Repeat the full listing, word for word.

(Named object pointing entries)
Begin

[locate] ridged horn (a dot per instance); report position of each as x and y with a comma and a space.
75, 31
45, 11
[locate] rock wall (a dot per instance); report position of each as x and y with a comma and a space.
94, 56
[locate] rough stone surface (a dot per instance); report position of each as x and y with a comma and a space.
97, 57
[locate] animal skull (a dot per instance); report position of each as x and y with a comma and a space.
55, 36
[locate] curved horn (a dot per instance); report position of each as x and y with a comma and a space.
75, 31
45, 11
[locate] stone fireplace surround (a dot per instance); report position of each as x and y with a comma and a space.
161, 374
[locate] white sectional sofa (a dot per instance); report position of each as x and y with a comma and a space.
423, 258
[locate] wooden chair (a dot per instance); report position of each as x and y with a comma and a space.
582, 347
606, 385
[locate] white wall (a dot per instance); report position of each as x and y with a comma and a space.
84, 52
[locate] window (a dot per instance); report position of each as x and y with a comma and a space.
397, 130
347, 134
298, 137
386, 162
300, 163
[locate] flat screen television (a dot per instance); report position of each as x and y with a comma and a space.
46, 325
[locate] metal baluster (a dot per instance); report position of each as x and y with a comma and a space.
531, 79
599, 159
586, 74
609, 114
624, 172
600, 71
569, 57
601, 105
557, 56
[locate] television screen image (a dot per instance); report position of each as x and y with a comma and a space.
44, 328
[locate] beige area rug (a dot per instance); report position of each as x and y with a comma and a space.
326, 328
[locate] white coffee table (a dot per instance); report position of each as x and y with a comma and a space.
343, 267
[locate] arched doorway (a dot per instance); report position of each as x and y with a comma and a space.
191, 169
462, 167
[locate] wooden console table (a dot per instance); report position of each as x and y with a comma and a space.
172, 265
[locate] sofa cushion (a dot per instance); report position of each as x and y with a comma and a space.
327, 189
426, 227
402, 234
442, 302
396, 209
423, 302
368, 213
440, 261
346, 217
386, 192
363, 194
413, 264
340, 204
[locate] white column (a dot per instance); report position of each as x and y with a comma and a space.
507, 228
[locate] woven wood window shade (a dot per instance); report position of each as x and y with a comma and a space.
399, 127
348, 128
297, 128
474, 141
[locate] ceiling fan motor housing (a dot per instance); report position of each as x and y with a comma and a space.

End

▶ Solution to this problem:
[locate] ridged horn (a dot per instance); report position of each as x and y with a comma and a space.
75, 31
45, 11
[locate] rock wall (a dot per instance); report position of each as x and y with a comma and a space.
94, 56
[locate] rough stone surface (a dot per instance); report position of each as x and y with a comma and a space.
97, 57
[locate] animal skull (a dot per instance); report position of each as x and y with a comma and a space.
55, 36
[locate] curved horn (a dot per instance); report position of each as x and y with a comma and a space.
75, 31
45, 11
[locate] stone fireplace surround (a dot per instance); report position of each as x and y with a comma and a space.
161, 374
[locate] white sectional sofa (a dot per instance); report position of each as x and y with a comma and a space.
423, 258
[locate] wooden chair (a dot per instance); report position of each as x and y with a comma and a space.
582, 347
606, 385
[locate] white wall (a dot per instance); report position of each as x and y with a comma and a space.
84, 52
[locate] window (a dot per instance); report position of each as x and y with a comma and a space.
397, 130
347, 134
298, 137
386, 162
300, 163
[locate] flat screen television (a dot per instance); report position of each as x and y with a comma and a space.
46, 325
[locate] metal baluster (a dot per instance); report position of each as x and y with a comma and a space.
531, 79
599, 159
586, 74
609, 114
624, 172
600, 71
569, 57
601, 105
557, 56
[locate] television screen image (a dot per instance); report position of each as x and y with a comma and a space.
44, 328
[locate] beige area rug (a dot per instance); report position of each as x and y with a comma and a space.
326, 328
[locate] white coffee table (a dot per instance); report position of each as x and y with a comma and a space.
343, 267
[locate] arched doorway (a dot per instance); report position of each as x and y with a comma and a space.
191, 169
462, 167
[locate] wooden console table (a dot per instance); report position of each as x and y with a comma and a space.
172, 265
[locate] sofa cushion (a dot per instance); report position of each as x and y with a comma and a space.
327, 189
426, 227
402, 234
442, 302
396, 209
423, 302
368, 213
440, 261
346, 217
386, 192
363, 194
413, 264
340, 204
[locate] white column (a dot per instance); report position of each as x and y with a comma and a space.
507, 228
[locate] woven wood window shade (a dot per instance); report position of each as x and y with a comma and a space.
399, 127
348, 128
297, 128
474, 141
[locate] ceiling fan motor housing (a dot per instance); report position of each as x and y with a comma and a space.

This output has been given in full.